Given task A
In the classification lamp thread, what did a white classification light indicate?
Given task B
Extend the classification lamp thread, picking up right after its last sentence.

Document text
(begin)

# SP Class Lamps



## supagav (Feb 8, 2008)

Hi,

I was just changing my bloody nose SP GP9 over to DCC with an NCE 808 and a P5 from Phoenix. I was just wondering what to do about the classification lamps when I discovered some tri-coloured common anode LED's that can display white, green and red. These seem perfect so I got them installed and wired up, but just wanted to ask a couple of novice questions on how they were used in the real world?

What colour should be displayed when and in what direction on the loco?

Secondly, should I have independant control of them from my handheld throttle so I can set the colours myself, or should they be operated directionally? 

Thanks for your help guys,
Gavin


----------



## Mike Rogers (Jan 4, 2008)

The purpose of classification lights was to help identify the train on which they were displayed. The three colors and their meanings were as follows: 

White. Indicated an "extra" train not shown in the timetable. For much of railroad history, train-movement authority was granted by timetables. If a train was listed in the timetable, it had the authority to operate according to its printed schedule. Deviations from the timetable, such as a train running late, were handled with train orders from the dispatcher. Under this "timetable-and-train-order" system, it was important that trains kept as close to schedule as possible, and that any special trains not shown in the timetable be clearly identified as such with a white light. Many freight trains operated as extras, and thus carried a white classification signal. 

Green. Indicated that, while the train displaying the lights was a regularly scheduled one, a second section was following behind it. This was done, for example, when ridership demand exceeded the capacity of a single passenger train. If there were too many passengers for a single section of, say, New York Central's 20th Century Limited, a second section was operated, and, if needed, a third, fourth, fifth, and even sixth. The engine of each section except the last would display green lights. While each section was a separate entity, the timetable's "train 25" would not be considered to have passed a given point until the last section of the train had gone by. For operational convenience, special trains that otherwise might have carried white "extra" signals were sometimes operated as advance or second sections of regular, but unrelated, trains. 

Red. Indicated the end of a train. A train, be it a single engine, a group of engines, or an engine(s) with cars, must have a marker on the rear end. In the (relatively rare) situations when the last element in a train would be a locomotive, the red lights would be lit.

(end)

Data
(begin)

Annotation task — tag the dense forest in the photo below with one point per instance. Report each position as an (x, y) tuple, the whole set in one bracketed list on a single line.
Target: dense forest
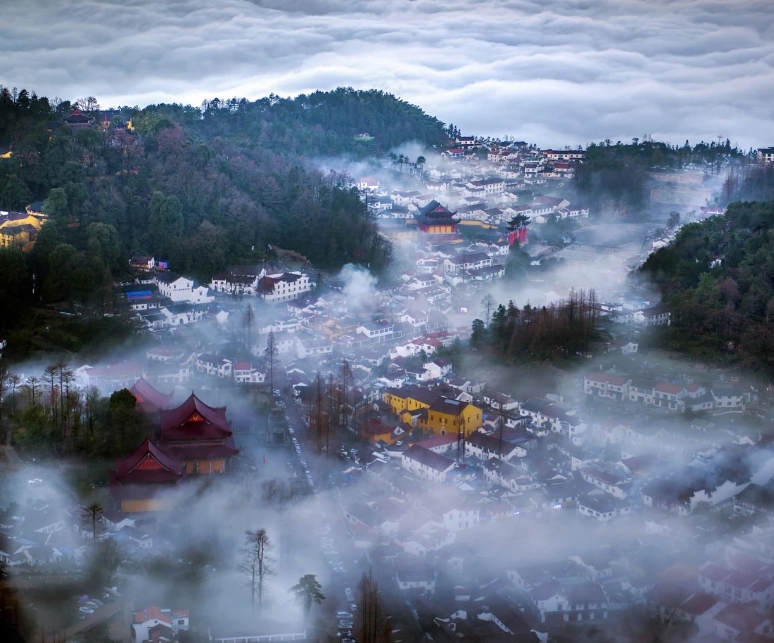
[(614, 178), (202, 188), (718, 279), (535, 334)]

(end)

Response A
It marked an "extra" train that was not shown in the timetable.

Response B
----------



## supagav (Feb 8, 2008)

Thanks for the info!

So in effect, is the way USA trains represents the classification lights with green on the front and red on the back of the loco actually wrong? 

Also, when I look at a lot of photos of SP geeps, Strapac etc, all the lights seem to be dark. Would then have only been used when the situation arose?

Thanks again, appologies for the dumb questions!


----------



## Semper Vaporo (Jan 2, 2008)

Flags (cloth or metal) were used in daylight hours and lanterns were used at night in the dark. 

Different railroads had different rules governing what the colors meant. Railroad rules also changed over the years as the government or railroad associations stepped in to ATTEMPT to "standardize" the rules across many companies. 

To know exactly what YOUR engine should show, you need to get a rule book for the particular railroad AND era that you are modeling.


----------



## Mike Rogers (Jan 4, 2008)

Posted By supagav on 02/09/2008 1:39 AM Thanks for the info!

_ So in effect, is the way USA trains represents the classification lights with green on the front and red on the back of the loco actually wrong? 

_Not necessarily, if it was a lite engine movement and another section of the same train was to follow, then the above setup would be correct.

One must remember the following:

White: Extra train not running under timetable authority. 
Green: Another section follows that is running under timetable authority.
Dark: The only section running of this class under timetable authority.
Red: End of train (or in this case, engine, when running lite)_
_

Also, when I look at a lot of photos of SP geeps, Strapac etc, all the lights seem to be dark. Would then have only been used when the situation arose?

See above. 

Mike


----------



## supagav (Feb 8, 2008)

Thanks for the help, that clears up my ignorance!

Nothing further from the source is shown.